## AIM OF THE EXERCISE
Your copy should match the records exactly, except that no pictures appear in it.

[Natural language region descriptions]

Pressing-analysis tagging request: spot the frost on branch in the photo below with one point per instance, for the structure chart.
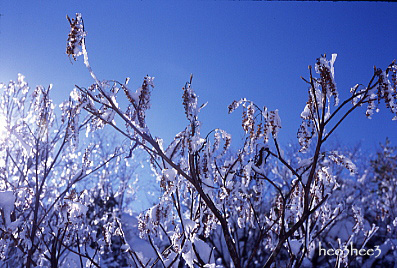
(76, 36)
(7, 200)
(269, 122)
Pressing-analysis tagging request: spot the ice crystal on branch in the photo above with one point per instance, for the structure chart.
(76, 36)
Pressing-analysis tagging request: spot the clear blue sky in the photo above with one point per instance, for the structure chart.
(256, 50)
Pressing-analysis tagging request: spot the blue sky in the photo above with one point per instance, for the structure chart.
(256, 50)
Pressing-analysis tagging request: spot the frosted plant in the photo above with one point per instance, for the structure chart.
(212, 210)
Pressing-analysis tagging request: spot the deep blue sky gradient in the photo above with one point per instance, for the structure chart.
(256, 50)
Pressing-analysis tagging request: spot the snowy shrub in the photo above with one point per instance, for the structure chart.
(253, 206)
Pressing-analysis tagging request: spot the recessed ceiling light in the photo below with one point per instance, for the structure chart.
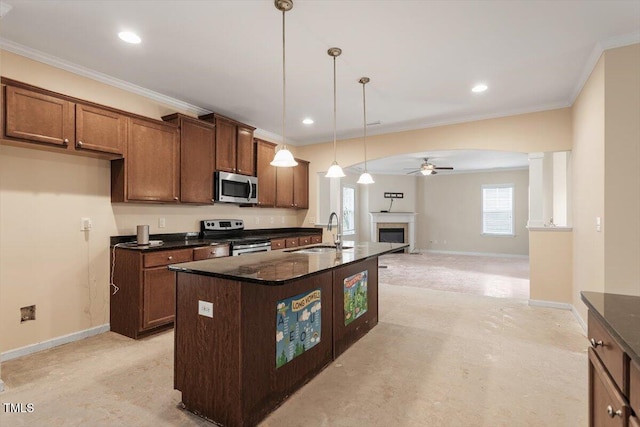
(479, 88)
(129, 37)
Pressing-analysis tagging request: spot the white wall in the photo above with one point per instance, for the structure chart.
(450, 213)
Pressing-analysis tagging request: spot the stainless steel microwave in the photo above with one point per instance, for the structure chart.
(235, 188)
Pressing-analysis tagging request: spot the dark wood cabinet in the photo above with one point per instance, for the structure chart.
(235, 151)
(266, 173)
(144, 300)
(100, 130)
(197, 158)
(151, 170)
(610, 381)
(38, 117)
(60, 123)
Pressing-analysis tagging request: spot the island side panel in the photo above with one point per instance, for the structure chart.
(207, 349)
(266, 386)
(345, 335)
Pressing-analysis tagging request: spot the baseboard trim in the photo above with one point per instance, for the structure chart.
(550, 304)
(579, 318)
(44, 345)
(428, 251)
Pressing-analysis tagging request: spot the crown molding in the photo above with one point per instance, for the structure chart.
(596, 53)
(54, 61)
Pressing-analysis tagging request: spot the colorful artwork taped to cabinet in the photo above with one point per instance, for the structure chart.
(355, 296)
(298, 325)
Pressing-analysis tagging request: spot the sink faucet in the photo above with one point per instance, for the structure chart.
(337, 238)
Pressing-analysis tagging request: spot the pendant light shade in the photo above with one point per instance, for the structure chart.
(335, 171)
(365, 178)
(283, 157)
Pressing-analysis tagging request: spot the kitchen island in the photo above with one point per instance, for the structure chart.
(252, 329)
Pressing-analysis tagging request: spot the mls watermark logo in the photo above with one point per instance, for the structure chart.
(20, 408)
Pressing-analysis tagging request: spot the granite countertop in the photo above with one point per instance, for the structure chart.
(282, 266)
(620, 315)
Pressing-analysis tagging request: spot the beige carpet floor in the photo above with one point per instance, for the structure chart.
(494, 276)
(435, 359)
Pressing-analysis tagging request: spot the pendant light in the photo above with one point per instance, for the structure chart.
(283, 157)
(335, 171)
(365, 178)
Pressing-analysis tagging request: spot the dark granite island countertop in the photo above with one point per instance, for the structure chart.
(620, 315)
(283, 266)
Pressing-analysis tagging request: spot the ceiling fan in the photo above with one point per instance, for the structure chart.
(429, 168)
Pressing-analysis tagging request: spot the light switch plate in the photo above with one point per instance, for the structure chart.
(205, 308)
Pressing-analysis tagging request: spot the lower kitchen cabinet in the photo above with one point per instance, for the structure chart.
(143, 291)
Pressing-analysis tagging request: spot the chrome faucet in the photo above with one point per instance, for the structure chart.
(337, 238)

## FINAL ANSWER
Pressing-analysis tagging request: spot the frost on branch in the photo below with one point per instance, for the structure chart.
(76, 36)
(7, 200)
(269, 122)
Pressing-analysis tagging request: spot the ice crystal on branch in the photo above with one point per instance, for the structure chart.
(76, 36)
Pressing-analysis tagging request: spot the clear blue sky in the photo above with one point per instance, for the structure chart.
(256, 50)
Pressing-analysis tagging request: spot the blue sky in the photo above with one point per instance, for the structure chart.
(256, 50)
Pressing-analysis tagging request: spot the frosted plant in the photo above with one point per instance, for the structure chart.
(212, 210)
Pressing-analysis tagging request: spot the deep blue sky gradient in the photo above with one point per instance, for the structure chart.
(256, 50)
Pressing-analysis tagging request: spot the snowy shrub in the photo above with one point per instance, for the structure chart.
(253, 206)
Pressing-analysis tagging request: spot the recessed ceiling light in the photo below with one point per instance, for the structure chart.
(479, 88)
(129, 37)
Pressing-analysis tagging request: spot the white wall in the photo above with one point per instance, for the structure chart.
(450, 213)
Pressing-analysis tagging request: spot the stainless steel microwave in the photo above with one point per instance, for the structure chart.
(235, 188)
Pressing-analysis tagging request: spot the dark wood cabinet in the photo above with one point per instance, for the structure chart.
(235, 151)
(266, 173)
(144, 300)
(100, 130)
(197, 158)
(151, 170)
(610, 381)
(38, 117)
(60, 123)
Pressing-analysis tagging request: spot the island side panel in the photo above with one point per instance, for the structure chart.
(207, 349)
(266, 386)
(345, 335)
Pressing-analysis tagging request: spot the baseboard trim in the photo above with one point per instance, for the structure chart.
(550, 304)
(579, 318)
(44, 345)
(428, 251)
Pressing-analysis tagging request: spot the crown molding in the photo above with one point per instance, for the structure chart.
(596, 53)
(54, 61)
Pressing-analysis tagging request: spot the colorful artwork taped to cabinet in the photo above with one point per instance, for the structure chart.
(355, 296)
(298, 325)
Pressing-analysis tagging request: spot the sink faucet in the photo above with one point per instance, for the structure chart.
(337, 238)
Pressing-analysis tagging request: spot the pendant light shade in the photo above with one point per instance, for the structure chart.
(335, 171)
(365, 178)
(283, 157)
Pressing-analysis tagging request: spot the kitchen island in the photo above with one point per instance, for the structure chart.
(252, 329)
Pressing-analysis tagging request: spot the mls watermark logo in the photo above with one point per instance, for the structure chart.
(20, 408)
Pressing-analysis tagging request: spot the granite countertop in the photo above with one point per instance, for the structure chart.
(282, 266)
(620, 315)
Pressing-analysis tagging request: spot the beige carpet floor in the photo above with one point per instance, for the structure chart.
(494, 276)
(435, 359)
Pressing-analysis tagging request: spot the pendant light in the photo above with one point per instance, for the structure chart.
(283, 157)
(335, 171)
(365, 178)
Pressing-analysis tagging request: spot the dark granite island countertop in the photo above with one point per instance, for the structure chart.
(620, 315)
(283, 266)
Pressing-analysis tagging request: spot the ceiling fan in the photo above with one point per instance, for the structure chart.
(429, 168)
Pressing-analysis tagging request: spot the light switch plate in the photo above with one point per instance, for the structure chart.
(205, 308)
Pressing-analysis tagging request: spot the lower kitchen cabinet in the photo above with one point per instance, for the structure chart.
(143, 291)
Pressing-analysis tagging request: spot the chrome faucet in the photo above with one point per instance, for the structure chart.
(337, 238)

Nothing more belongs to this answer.